◆ **WRITTEN TASK**: Give the lines from the start of the records through the line containing "positive clicks: (653, 374)" as a Markdown table with the columns Row and Line, leaving out blank lines.

──────── PROVIDED MATERIAL

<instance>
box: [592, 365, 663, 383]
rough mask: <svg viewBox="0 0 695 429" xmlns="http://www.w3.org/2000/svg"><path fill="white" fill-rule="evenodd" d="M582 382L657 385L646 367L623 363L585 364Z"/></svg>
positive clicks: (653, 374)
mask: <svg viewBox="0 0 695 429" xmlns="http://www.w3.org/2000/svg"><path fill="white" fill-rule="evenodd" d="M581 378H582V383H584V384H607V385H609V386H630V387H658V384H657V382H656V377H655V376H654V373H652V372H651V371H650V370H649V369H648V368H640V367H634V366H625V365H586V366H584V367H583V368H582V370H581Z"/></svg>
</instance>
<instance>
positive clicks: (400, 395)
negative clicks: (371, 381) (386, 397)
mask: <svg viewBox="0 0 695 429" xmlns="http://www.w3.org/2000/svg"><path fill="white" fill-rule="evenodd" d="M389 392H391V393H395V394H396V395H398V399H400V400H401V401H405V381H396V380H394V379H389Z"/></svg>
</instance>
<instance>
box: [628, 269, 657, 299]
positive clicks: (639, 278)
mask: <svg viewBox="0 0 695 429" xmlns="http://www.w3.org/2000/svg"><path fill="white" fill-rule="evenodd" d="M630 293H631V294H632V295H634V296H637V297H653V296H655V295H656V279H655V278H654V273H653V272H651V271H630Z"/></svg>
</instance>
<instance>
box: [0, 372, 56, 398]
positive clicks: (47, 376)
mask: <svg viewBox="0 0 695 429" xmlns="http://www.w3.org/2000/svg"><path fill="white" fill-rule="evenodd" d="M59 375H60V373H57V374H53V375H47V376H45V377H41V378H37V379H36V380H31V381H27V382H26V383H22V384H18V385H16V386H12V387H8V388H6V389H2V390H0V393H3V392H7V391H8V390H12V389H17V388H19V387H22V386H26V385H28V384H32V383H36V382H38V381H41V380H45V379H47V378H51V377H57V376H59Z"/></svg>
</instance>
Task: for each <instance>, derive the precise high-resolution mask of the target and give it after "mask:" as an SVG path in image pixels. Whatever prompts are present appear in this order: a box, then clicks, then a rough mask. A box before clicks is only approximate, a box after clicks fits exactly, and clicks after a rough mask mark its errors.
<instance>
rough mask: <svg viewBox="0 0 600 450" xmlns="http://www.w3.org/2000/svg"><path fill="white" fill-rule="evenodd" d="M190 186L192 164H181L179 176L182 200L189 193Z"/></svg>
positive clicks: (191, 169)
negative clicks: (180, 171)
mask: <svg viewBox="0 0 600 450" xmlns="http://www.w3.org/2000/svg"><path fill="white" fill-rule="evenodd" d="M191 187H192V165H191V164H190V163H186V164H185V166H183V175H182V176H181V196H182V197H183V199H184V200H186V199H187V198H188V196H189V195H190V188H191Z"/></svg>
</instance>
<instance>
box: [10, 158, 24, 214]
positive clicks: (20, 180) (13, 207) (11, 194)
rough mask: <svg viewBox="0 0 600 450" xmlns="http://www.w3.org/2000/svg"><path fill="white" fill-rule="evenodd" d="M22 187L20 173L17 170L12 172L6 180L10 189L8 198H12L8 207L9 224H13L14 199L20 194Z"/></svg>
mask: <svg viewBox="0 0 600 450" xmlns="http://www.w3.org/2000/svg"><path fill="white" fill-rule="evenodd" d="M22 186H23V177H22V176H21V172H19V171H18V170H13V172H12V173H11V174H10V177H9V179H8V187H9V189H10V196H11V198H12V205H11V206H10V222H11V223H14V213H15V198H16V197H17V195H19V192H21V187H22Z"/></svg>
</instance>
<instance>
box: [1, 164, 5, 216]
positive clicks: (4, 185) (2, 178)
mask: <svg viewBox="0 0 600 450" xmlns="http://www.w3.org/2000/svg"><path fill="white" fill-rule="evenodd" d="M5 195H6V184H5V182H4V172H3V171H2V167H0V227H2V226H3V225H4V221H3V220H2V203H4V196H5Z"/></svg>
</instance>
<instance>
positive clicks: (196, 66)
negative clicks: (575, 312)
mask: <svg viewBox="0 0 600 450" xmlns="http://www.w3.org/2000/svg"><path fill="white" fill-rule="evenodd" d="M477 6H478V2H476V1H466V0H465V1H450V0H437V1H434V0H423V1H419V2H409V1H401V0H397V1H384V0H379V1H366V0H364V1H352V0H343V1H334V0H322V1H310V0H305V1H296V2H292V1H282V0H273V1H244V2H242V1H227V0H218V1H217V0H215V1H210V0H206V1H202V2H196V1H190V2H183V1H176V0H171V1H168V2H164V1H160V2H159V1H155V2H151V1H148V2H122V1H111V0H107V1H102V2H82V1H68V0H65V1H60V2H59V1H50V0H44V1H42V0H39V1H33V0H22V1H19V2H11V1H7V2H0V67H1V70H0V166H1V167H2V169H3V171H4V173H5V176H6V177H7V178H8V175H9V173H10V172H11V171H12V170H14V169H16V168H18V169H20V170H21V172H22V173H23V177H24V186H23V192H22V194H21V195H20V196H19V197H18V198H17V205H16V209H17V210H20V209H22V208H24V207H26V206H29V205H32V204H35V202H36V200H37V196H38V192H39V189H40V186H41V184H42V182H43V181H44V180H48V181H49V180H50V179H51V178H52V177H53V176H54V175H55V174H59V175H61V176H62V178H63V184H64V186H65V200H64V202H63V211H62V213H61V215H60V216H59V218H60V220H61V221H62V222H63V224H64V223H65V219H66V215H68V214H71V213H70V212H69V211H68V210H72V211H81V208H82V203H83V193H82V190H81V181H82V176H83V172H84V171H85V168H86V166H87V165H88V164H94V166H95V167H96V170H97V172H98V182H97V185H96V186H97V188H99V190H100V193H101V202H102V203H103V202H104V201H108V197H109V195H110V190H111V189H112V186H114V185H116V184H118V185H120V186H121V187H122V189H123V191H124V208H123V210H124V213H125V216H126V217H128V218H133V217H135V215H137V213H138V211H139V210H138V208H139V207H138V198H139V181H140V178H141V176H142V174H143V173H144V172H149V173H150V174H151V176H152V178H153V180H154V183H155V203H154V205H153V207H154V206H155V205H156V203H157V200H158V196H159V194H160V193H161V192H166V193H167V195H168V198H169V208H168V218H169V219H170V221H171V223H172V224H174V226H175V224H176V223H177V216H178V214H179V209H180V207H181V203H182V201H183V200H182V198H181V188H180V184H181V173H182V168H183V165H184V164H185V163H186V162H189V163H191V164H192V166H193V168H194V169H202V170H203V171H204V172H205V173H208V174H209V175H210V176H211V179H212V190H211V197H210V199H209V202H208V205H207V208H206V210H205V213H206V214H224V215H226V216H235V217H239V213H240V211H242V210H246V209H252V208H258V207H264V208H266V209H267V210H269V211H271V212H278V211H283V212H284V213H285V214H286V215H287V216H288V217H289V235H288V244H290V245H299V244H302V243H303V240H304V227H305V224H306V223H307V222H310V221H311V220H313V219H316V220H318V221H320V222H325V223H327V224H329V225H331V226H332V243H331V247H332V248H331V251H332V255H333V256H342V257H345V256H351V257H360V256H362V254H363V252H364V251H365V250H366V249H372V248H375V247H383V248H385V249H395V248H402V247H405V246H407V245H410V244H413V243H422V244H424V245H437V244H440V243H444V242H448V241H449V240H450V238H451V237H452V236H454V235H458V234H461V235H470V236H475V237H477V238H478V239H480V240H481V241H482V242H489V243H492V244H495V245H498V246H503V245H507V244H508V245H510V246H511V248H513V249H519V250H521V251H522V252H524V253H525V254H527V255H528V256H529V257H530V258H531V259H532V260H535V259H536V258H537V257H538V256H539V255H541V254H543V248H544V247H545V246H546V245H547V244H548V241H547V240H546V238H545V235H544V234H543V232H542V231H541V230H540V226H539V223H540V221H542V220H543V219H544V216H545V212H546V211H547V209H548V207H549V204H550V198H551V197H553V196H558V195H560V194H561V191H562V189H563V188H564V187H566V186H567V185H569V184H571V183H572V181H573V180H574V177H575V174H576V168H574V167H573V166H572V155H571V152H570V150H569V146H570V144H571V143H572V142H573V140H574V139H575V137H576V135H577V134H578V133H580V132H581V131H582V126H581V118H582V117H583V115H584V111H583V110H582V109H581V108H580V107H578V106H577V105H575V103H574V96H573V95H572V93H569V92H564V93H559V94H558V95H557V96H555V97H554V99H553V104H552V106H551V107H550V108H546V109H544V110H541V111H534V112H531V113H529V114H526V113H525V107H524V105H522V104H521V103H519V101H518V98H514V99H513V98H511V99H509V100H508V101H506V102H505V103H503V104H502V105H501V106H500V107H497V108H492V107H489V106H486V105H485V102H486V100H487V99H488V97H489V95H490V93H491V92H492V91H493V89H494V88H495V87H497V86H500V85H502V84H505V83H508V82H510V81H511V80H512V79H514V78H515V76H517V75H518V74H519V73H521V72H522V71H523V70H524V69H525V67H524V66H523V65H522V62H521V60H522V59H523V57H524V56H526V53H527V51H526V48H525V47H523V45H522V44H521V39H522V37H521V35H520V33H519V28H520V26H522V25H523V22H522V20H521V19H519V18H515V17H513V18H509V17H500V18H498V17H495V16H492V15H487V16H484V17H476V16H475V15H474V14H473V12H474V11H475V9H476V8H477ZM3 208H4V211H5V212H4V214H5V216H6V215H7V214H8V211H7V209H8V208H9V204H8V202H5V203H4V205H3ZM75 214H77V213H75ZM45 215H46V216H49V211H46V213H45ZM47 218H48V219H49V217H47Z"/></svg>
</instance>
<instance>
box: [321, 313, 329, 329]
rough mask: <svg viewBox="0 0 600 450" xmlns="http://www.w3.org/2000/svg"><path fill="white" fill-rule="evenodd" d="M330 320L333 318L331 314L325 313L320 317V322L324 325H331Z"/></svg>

────────────────

◆ **ANSWER TO THE EXERCISE**:
| Row | Line |
|---|---|
| 1 | <instance> |
| 2 | box: [592, 365, 663, 383] |
| 3 | rough mask: <svg viewBox="0 0 695 429" xmlns="http://www.w3.org/2000/svg"><path fill="white" fill-rule="evenodd" d="M582 382L657 385L646 367L623 363L585 364Z"/></svg> |
| 4 | positive clicks: (653, 374) |